**Goal of the exercise**
Pick out and copy every line in the stored entries below that contains the word "climber".

Stored entries
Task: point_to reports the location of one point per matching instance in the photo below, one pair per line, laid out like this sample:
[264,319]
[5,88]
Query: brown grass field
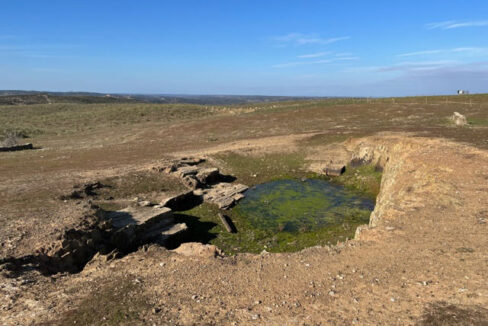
[429,270]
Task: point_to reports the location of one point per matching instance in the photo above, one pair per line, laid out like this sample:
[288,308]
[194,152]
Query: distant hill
[19,97]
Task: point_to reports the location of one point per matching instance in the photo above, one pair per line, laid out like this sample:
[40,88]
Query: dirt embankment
[422,260]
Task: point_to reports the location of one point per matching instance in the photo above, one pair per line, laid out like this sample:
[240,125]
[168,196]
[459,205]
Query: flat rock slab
[16,148]
[139,216]
[182,202]
[224,195]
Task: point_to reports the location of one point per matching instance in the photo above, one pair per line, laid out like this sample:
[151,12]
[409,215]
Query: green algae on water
[295,206]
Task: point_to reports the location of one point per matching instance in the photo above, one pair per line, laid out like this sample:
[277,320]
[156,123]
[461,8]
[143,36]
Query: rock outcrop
[206,182]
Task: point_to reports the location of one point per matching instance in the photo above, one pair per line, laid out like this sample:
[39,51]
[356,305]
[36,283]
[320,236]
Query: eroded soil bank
[422,260]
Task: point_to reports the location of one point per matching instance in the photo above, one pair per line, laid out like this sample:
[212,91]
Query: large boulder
[197,249]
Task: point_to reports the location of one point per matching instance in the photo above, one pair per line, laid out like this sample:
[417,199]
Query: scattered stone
[191,182]
[197,249]
[459,119]
[335,170]
[224,195]
[181,202]
[16,148]
[208,176]
[144,203]
[227,222]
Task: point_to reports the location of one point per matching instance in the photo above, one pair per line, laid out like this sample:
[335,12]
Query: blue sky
[311,48]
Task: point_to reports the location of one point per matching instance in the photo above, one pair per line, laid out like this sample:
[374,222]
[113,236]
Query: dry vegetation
[114,142]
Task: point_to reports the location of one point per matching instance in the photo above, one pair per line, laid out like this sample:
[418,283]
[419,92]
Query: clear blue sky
[285,47]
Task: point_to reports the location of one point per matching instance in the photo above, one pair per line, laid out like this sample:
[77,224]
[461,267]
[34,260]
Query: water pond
[297,206]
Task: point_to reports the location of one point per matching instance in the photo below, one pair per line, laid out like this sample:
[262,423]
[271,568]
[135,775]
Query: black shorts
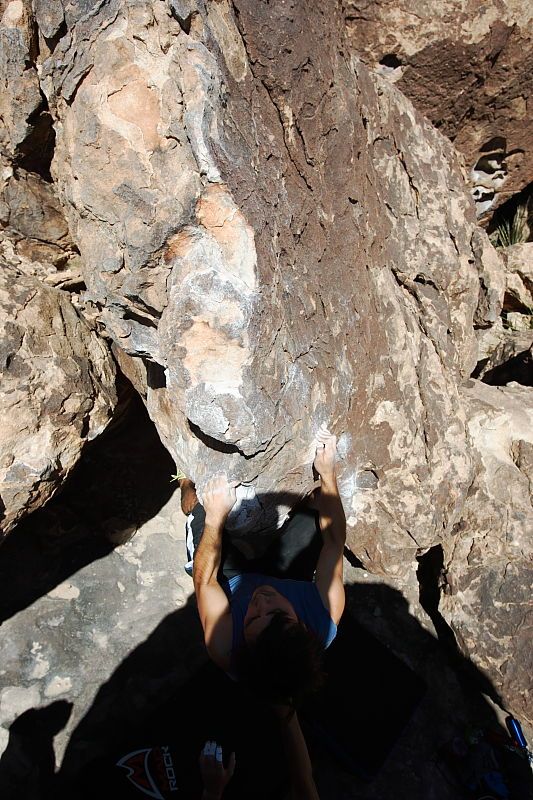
[293,552]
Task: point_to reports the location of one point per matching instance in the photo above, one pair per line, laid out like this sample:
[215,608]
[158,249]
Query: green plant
[511,230]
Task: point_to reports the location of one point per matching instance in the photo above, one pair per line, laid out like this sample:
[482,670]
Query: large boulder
[57,391]
[468,66]
[488,559]
[273,237]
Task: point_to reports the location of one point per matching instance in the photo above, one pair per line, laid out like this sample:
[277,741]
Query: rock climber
[269,632]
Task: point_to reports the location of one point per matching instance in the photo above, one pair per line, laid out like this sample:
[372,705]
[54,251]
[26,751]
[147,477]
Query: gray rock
[473,79]
[488,559]
[254,285]
[57,392]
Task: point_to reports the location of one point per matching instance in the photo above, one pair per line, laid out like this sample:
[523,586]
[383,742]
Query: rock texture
[264,250]
[271,236]
[468,67]
[518,263]
[57,391]
[490,577]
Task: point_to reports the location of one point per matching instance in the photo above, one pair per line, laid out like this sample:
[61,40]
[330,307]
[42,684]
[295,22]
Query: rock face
[57,391]
[270,236]
[518,263]
[488,559]
[264,251]
[468,66]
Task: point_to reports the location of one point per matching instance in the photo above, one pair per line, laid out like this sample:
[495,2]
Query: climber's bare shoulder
[215,616]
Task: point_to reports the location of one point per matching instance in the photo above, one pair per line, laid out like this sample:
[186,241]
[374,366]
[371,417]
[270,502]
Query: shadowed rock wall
[270,236]
[468,66]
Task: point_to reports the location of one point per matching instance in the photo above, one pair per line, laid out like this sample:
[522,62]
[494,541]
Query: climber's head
[281,660]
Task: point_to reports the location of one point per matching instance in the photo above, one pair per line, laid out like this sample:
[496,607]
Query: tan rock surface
[57,392]
[468,67]
[258,284]
[518,262]
[488,559]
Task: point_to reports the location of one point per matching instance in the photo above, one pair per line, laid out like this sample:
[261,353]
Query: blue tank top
[303,595]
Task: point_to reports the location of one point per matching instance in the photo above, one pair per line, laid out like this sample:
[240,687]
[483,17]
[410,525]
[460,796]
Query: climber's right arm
[213,604]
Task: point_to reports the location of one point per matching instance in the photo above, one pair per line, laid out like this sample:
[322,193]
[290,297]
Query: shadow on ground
[400,709]
[385,719]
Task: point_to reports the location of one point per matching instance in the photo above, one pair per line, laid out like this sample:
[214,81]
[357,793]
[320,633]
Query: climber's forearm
[332,519]
[208,555]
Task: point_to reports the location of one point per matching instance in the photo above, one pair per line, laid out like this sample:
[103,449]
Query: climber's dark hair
[284,664]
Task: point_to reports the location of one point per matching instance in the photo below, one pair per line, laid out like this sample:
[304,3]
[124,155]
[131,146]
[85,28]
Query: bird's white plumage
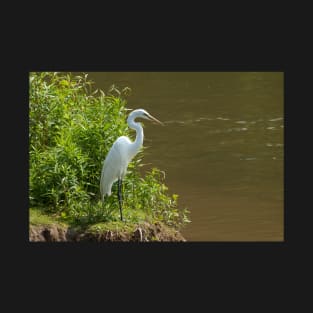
[122,152]
[115,164]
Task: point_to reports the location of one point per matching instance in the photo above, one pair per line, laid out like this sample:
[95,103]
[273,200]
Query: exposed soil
[144,232]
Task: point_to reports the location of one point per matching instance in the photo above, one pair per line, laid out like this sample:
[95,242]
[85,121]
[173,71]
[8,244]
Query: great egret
[121,153]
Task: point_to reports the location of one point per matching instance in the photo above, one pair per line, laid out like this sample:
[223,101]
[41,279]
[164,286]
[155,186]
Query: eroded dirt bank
[144,232]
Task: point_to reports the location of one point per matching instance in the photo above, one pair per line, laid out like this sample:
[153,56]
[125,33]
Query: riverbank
[44,228]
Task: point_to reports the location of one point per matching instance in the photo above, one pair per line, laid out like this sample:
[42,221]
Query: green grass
[71,129]
[37,217]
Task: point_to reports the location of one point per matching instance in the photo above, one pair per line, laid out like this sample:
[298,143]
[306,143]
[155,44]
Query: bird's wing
[115,165]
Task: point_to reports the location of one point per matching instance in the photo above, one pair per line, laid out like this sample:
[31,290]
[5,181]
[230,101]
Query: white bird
[121,153]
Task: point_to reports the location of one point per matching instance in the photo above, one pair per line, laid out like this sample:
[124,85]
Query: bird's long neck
[136,145]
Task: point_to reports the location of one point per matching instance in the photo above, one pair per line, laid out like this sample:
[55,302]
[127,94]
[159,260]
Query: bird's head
[141,113]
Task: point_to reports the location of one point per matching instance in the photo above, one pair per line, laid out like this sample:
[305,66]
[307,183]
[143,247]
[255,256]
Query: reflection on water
[221,147]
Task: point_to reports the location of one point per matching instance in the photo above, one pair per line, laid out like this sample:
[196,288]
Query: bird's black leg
[119,194]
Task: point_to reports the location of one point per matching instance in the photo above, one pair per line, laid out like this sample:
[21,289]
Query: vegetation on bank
[71,129]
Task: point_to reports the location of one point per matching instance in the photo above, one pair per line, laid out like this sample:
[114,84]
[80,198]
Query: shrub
[71,129]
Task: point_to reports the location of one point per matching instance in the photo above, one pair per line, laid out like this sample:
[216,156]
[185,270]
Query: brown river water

**Expected answer**
Query: rock climber
Query: climber's bare shoulder
Query: climber's head
Query: climber's right arm
Query: climber's forearm
Query: climber's dark hair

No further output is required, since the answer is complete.